[What is needed]:
Recast every line of the records below as a Markdown table with two columns, Number and Entry, giving each row its number and skipping blank lines. Leave the pictures out.

[Entries supplied]:
========================================================================
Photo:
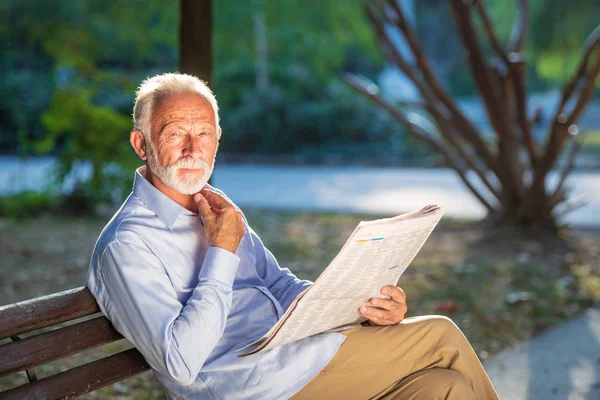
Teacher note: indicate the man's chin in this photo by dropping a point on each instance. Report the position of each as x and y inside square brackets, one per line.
[189, 189]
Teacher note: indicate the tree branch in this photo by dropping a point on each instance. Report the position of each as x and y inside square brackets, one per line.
[489, 30]
[568, 167]
[581, 85]
[517, 68]
[519, 32]
[432, 91]
[488, 87]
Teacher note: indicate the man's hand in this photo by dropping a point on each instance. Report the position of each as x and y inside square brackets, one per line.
[222, 221]
[386, 312]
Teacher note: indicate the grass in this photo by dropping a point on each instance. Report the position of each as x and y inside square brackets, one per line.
========================================================================
[Correct response]:
| Number | Entry |
|---|---|
| 1 | Photo: |
| 2 | Teacher note: indicate the man's chin in this photo by dropping a point on each instance. Report the position of each as x and y inside square brackets, one per line. |
| 3 | [189, 189] |
| 4 | Teacher note: indicate the tree branch in this photo by dropping a point on each instance. Report the position of each as x and y inside square brackets, one per line. |
| 5 | [489, 30] |
| 6 | [568, 167] |
| 7 | [581, 85] |
| 8 | [517, 68] |
| 9 | [519, 32] |
| 10 | [432, 91] |
| 11 | [488, 87] |
| 12 | Teacher note: indicate the man's hand in this photo by dropping a point on each instance. Report the position of each as x and y inside square brackets, one per line. |
| 13 | [222, 221] |
| 14 | [386, 312] |
| 15 | Teacher note: indicate the grass in this photo by dropping a point on each instance. Report the position of each as x and y inside square brackets, one per line. |